• **ASSIGNED TASK**: List each line of the data that holds the string "image", please.

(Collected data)
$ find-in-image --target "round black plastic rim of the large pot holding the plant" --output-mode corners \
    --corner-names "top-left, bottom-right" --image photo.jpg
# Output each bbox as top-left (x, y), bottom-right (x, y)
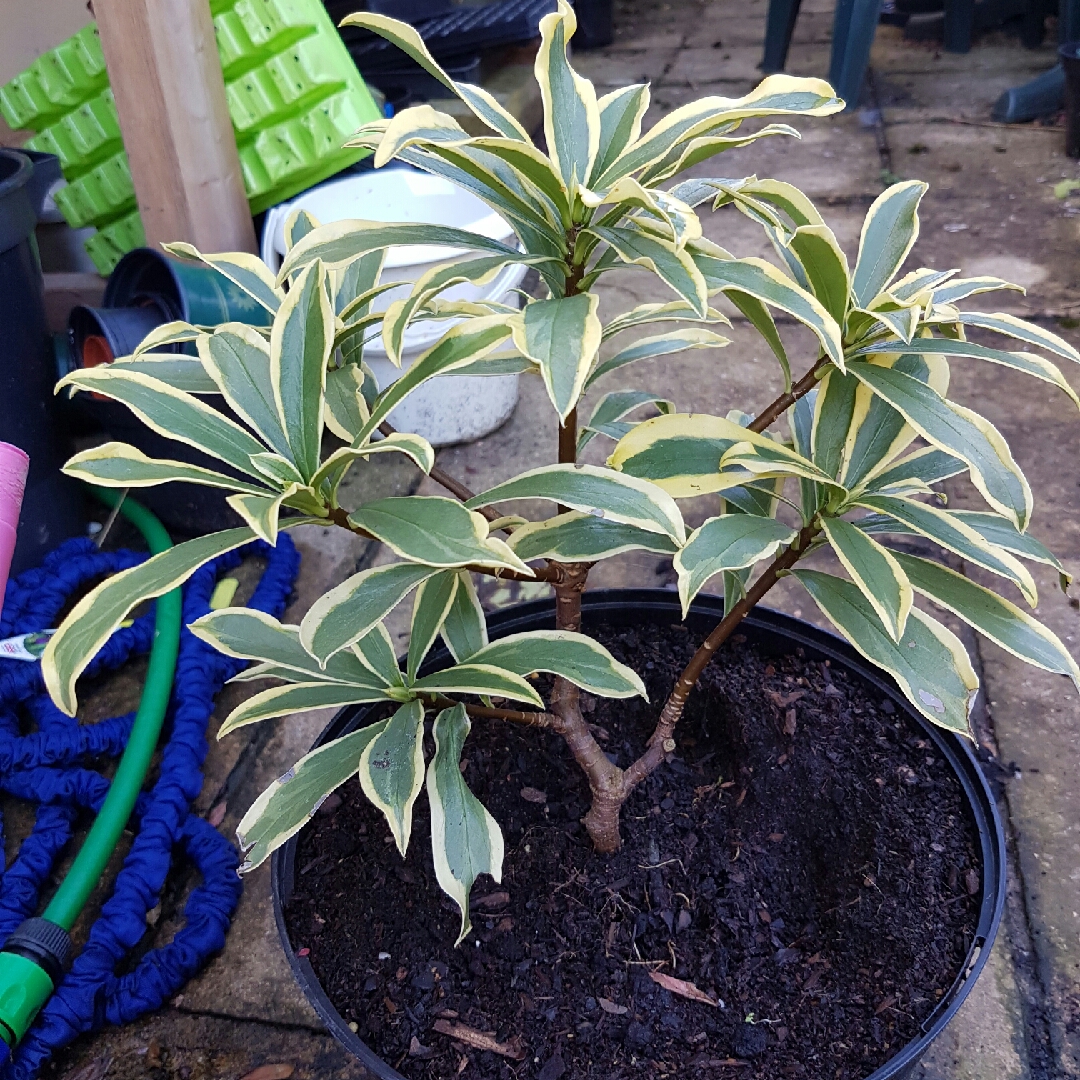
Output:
top-left (271, 589), bottom-right (1005, 1080)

• **TASK RESULT**:
$ find-in-image --target "round black plastic rim of the large pot holding the plant" --output-mode corners \
    --corner-names "top-left, bottom-right" --image photo.jpg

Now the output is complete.